What is needed => Count the lines below that contain the string "wooden", matching case exactly, and give only the number.

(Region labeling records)
::::::::::

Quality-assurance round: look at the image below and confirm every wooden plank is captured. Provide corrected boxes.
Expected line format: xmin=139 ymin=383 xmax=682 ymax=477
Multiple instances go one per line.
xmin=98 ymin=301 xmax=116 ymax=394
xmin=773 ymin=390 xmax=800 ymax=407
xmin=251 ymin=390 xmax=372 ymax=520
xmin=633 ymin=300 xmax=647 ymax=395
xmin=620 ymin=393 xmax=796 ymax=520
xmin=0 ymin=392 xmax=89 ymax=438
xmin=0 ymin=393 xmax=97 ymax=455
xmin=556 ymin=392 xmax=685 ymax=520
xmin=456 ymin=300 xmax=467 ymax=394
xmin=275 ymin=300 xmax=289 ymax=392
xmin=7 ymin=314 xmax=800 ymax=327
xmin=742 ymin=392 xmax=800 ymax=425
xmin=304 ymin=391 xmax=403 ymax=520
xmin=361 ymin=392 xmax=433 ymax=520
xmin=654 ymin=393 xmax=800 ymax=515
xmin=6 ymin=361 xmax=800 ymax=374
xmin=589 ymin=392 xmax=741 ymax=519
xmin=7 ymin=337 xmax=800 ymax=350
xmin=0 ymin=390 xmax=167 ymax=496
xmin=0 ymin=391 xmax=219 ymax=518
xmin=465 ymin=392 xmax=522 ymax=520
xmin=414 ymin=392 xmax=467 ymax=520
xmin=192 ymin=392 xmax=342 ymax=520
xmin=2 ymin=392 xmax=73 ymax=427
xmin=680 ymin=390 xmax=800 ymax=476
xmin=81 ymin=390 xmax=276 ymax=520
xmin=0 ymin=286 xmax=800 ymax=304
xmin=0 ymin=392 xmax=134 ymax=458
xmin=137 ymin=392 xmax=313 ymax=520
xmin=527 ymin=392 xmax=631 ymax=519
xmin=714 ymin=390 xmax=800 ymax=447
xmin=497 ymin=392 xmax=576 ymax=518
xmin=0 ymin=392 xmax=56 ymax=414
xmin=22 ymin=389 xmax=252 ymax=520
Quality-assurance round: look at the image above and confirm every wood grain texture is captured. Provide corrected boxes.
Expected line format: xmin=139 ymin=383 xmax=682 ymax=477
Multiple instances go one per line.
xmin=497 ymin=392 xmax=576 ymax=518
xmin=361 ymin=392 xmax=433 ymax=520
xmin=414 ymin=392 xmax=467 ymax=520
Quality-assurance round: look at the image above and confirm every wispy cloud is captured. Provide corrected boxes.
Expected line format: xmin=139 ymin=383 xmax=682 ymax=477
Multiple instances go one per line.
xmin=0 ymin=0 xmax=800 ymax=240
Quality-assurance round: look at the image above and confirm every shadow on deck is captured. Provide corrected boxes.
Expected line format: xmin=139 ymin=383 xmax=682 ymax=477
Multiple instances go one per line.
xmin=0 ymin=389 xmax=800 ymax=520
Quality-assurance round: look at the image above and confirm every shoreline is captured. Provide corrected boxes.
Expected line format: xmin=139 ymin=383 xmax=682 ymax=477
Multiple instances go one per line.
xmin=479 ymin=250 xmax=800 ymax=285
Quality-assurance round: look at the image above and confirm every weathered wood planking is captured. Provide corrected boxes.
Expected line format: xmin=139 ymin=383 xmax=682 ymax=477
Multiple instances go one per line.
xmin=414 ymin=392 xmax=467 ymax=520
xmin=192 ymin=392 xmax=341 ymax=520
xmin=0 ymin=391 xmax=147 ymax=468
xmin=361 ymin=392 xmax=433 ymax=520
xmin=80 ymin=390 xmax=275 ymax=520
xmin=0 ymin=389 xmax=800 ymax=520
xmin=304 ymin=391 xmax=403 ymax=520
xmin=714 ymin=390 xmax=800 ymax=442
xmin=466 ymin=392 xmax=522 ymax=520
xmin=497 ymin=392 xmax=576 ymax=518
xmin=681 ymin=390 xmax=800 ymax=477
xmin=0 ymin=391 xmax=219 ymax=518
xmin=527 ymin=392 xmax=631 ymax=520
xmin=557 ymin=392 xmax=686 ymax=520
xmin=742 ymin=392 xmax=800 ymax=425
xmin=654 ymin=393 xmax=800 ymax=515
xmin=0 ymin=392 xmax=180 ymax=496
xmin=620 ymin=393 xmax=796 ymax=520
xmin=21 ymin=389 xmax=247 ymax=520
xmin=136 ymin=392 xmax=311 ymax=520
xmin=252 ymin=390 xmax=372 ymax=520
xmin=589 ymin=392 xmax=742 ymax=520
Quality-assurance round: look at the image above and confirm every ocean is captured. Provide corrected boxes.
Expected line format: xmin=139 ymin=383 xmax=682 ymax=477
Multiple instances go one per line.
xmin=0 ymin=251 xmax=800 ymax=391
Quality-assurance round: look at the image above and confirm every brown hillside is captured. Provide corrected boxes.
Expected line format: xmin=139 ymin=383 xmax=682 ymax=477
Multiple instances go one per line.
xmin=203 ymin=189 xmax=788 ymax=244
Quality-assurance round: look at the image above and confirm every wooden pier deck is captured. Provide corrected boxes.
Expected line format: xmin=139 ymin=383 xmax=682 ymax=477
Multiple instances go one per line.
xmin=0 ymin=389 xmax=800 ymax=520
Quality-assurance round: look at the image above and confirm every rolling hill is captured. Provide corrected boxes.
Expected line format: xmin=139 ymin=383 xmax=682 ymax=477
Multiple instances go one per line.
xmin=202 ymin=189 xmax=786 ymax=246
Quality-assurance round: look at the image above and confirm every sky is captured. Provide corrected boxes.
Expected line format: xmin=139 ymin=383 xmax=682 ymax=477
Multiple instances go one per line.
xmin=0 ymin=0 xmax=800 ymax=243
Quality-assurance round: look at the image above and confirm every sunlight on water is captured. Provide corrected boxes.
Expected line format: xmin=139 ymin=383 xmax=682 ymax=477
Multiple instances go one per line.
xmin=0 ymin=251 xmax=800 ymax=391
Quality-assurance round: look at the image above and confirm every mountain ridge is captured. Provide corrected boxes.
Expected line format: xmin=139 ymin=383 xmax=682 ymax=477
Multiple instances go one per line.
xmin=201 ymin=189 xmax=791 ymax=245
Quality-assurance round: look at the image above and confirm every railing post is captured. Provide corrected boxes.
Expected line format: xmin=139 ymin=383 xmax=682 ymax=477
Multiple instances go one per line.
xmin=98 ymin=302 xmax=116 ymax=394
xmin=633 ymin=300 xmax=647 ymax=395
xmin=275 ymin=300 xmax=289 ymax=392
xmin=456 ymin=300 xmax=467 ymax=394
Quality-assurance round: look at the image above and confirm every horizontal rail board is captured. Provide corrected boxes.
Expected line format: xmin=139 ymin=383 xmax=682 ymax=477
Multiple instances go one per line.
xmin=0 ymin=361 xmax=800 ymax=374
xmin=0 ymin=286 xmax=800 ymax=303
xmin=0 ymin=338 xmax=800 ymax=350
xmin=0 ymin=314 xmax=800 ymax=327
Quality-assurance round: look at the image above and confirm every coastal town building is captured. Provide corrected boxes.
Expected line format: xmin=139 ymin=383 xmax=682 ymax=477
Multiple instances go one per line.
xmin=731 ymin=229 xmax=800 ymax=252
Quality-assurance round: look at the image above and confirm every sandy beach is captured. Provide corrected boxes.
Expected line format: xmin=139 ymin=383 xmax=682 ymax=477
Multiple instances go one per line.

::::::::::

Complete output => 2